Quote exactly the lines running from the line with "as [[185, 259]]." to the end of the entries, including both, and nothing else.

— BEGIN Records for this task —

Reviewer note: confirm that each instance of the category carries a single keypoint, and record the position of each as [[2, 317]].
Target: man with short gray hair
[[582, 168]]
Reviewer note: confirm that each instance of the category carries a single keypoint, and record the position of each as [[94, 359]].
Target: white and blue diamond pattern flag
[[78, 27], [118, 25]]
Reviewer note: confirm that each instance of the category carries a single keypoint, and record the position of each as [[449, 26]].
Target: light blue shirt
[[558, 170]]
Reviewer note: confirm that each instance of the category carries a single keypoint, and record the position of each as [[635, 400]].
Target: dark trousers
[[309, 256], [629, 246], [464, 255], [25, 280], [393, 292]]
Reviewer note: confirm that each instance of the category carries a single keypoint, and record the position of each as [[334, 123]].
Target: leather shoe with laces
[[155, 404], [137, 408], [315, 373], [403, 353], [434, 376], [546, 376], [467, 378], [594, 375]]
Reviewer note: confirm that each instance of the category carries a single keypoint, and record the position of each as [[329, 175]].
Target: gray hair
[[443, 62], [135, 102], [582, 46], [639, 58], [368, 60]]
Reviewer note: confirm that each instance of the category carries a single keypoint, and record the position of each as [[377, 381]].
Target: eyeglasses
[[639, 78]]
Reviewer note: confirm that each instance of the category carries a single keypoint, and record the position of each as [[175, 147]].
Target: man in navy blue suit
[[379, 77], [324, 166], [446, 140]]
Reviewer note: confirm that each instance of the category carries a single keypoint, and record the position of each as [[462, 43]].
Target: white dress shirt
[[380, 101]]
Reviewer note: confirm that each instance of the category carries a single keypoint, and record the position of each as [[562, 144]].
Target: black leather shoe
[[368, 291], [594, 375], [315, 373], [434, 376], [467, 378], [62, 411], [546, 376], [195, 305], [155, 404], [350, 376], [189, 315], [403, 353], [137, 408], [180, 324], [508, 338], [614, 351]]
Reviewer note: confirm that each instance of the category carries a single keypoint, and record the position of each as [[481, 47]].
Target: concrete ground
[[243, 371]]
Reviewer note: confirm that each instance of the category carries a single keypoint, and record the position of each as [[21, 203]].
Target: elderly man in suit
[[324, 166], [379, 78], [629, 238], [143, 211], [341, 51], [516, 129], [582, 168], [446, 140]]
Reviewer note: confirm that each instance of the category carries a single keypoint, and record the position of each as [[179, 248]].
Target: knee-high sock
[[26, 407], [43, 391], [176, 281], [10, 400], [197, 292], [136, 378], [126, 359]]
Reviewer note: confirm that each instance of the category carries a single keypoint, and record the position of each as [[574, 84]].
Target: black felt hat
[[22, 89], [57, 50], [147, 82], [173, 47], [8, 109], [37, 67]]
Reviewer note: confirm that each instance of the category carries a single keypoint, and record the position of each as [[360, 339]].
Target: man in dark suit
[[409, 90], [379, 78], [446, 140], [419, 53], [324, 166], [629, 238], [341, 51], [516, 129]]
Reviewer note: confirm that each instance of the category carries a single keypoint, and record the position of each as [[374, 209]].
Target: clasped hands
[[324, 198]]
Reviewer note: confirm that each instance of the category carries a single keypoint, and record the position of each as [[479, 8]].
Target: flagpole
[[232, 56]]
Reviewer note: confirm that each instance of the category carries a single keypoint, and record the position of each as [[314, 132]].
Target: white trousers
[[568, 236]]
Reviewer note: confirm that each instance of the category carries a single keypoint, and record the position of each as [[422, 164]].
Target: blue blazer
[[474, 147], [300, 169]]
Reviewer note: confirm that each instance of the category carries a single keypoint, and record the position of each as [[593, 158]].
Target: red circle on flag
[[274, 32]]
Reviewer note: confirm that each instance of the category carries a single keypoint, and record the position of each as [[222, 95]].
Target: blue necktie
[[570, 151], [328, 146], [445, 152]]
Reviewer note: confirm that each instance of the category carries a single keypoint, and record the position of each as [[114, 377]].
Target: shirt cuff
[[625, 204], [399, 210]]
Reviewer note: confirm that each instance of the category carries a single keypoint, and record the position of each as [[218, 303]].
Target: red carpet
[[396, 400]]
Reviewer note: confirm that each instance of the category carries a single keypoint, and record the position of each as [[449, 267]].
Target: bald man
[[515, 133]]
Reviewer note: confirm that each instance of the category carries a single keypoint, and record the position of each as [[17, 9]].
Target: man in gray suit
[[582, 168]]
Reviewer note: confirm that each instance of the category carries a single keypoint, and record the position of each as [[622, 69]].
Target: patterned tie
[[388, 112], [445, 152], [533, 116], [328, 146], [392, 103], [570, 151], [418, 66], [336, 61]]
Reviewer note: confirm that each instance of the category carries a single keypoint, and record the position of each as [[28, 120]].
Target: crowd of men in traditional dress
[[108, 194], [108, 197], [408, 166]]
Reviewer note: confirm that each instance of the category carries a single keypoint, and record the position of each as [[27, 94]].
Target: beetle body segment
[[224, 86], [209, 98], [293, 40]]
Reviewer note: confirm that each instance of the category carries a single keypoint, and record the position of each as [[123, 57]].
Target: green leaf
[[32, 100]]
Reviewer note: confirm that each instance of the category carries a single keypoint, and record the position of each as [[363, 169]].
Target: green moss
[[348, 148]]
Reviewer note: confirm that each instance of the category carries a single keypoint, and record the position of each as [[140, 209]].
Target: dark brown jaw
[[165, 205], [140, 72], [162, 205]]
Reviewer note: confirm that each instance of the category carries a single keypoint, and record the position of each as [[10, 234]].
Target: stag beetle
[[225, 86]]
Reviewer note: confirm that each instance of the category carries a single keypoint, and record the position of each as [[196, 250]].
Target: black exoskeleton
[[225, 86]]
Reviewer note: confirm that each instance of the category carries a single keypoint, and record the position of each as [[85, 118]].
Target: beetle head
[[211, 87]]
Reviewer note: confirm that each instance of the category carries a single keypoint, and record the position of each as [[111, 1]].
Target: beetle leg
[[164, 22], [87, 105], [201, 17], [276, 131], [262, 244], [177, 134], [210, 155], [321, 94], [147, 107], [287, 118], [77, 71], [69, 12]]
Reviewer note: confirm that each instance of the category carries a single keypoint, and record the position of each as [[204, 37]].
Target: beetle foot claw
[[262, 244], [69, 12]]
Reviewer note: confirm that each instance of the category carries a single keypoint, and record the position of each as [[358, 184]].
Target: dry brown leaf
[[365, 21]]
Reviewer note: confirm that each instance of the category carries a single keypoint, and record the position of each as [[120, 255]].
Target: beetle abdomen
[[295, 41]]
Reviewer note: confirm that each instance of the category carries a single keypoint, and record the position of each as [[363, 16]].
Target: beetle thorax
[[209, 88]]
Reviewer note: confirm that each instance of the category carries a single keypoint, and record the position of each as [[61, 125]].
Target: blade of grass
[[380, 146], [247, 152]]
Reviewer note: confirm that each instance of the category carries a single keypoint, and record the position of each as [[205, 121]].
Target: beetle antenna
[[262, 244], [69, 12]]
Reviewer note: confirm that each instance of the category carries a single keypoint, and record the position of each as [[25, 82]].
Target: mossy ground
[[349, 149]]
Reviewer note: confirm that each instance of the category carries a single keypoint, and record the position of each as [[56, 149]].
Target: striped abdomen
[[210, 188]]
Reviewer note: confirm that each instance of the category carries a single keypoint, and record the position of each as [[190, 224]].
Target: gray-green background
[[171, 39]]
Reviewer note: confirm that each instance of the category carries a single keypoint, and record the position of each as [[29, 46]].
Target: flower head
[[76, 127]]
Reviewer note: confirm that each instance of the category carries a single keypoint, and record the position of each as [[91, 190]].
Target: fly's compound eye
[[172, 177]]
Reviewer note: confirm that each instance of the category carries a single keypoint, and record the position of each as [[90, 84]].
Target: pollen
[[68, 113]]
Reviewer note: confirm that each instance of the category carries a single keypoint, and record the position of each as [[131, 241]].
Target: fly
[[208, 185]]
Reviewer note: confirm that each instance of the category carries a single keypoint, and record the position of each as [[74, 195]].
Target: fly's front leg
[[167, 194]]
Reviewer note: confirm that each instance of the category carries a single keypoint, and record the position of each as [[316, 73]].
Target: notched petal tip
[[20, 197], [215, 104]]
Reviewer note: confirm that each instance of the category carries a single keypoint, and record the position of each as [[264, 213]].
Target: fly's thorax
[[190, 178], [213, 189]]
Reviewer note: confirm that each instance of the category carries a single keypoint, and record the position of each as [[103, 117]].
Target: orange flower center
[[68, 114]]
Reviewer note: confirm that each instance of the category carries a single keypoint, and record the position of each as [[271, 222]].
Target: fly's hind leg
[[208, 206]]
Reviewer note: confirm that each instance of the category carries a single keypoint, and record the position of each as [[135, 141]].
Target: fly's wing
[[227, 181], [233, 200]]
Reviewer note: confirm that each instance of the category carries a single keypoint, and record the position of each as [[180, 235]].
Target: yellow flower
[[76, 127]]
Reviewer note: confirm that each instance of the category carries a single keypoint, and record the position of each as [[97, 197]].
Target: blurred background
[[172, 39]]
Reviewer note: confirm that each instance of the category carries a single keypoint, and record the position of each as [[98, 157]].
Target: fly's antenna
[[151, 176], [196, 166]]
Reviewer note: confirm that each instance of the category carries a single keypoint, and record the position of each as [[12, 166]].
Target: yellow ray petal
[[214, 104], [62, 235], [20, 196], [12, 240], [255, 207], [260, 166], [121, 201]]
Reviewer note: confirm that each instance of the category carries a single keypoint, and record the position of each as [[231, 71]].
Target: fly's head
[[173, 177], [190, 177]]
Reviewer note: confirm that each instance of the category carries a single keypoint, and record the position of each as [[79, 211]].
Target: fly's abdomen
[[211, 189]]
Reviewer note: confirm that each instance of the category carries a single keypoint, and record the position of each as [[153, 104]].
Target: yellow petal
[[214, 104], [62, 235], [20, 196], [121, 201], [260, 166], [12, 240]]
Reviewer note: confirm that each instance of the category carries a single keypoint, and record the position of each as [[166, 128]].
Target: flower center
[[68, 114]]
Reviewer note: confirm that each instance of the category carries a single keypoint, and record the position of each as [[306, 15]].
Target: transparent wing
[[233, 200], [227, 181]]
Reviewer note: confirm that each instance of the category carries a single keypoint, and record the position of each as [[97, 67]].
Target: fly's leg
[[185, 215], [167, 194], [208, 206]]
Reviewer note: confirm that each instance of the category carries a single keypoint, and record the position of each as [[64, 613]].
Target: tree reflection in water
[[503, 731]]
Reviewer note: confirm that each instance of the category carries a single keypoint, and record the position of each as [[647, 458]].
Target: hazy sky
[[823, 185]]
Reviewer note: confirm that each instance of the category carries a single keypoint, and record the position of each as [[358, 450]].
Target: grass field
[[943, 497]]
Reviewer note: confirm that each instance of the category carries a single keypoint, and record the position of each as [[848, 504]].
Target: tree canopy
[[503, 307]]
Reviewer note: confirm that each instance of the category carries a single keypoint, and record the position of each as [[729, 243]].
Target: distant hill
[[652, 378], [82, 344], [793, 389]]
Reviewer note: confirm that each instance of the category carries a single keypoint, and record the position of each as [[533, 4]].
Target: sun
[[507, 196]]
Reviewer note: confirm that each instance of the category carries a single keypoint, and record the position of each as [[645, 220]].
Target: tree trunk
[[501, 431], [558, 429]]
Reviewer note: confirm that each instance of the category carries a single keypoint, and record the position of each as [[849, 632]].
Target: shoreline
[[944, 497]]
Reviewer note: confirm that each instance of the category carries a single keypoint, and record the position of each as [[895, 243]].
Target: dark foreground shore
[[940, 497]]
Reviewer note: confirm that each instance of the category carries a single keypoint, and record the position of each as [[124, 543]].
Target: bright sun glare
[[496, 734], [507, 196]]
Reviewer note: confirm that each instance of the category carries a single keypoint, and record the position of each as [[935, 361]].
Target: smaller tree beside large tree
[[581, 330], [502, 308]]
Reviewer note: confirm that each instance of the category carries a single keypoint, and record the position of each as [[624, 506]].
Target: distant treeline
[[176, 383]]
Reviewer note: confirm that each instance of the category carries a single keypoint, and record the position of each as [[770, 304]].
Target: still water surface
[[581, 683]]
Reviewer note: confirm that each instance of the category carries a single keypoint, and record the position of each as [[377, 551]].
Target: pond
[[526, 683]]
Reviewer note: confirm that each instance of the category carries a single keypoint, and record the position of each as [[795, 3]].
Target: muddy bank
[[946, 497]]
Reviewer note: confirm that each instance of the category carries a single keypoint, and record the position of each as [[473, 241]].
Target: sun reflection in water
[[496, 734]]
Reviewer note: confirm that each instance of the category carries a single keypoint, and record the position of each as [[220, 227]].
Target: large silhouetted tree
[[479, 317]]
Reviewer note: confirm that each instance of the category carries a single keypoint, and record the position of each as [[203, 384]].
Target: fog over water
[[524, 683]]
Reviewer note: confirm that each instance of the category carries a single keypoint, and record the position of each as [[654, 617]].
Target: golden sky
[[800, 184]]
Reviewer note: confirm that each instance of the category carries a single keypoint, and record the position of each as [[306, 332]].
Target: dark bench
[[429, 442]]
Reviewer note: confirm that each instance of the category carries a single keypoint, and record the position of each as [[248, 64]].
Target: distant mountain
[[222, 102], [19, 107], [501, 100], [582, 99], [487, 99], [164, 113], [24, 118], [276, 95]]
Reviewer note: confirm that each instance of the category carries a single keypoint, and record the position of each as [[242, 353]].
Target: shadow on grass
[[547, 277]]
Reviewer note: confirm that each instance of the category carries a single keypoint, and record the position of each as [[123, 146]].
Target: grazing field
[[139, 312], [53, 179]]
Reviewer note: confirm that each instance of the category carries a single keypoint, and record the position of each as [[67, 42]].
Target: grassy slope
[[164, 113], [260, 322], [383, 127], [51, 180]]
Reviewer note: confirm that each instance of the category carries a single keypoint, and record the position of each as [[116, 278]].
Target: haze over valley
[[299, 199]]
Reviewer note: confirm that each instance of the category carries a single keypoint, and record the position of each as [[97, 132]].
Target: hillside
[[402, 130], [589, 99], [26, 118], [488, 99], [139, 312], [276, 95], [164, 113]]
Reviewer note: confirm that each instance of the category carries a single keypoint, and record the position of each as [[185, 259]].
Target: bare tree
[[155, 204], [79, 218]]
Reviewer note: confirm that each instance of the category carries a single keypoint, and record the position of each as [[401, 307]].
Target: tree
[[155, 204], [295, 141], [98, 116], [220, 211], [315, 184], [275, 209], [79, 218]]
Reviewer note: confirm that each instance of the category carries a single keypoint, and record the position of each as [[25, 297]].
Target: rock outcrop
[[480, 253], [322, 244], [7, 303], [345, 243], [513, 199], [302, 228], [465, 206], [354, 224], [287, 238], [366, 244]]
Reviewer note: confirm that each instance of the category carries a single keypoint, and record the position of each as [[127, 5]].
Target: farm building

— END Records for this task —

> _Correct output_
Reviewer note: confirm that each instance of the category carries a single keypoint, and record the position of each as [[185, 259]].
Target: bare tree
[[155, 204], [79, 218]]
Reviewer note: confirm that each instance of the category carries a single keypoint, and record the position of each as [[401, 307]].
Target: tree
[[155, 204], [295, 141], [98, 116], [220, 211], [315, 184], [275, 209], [79, 218]]
Reviewer note: confirm that each instance of the category carries a single keypoint, and record the position of each as [[25, 297]].
Target: rock outcrop
[[480, 253], [322, 244], [7, 303], [345, 243], [513, 199], [302, 228], [465, 206], [354, 224], [287, 238], [366, 244]]
Reviewer note: confirm that each instance of the category carries a single keypoint, and record the position of each as [[127, 5]].
Target: farm building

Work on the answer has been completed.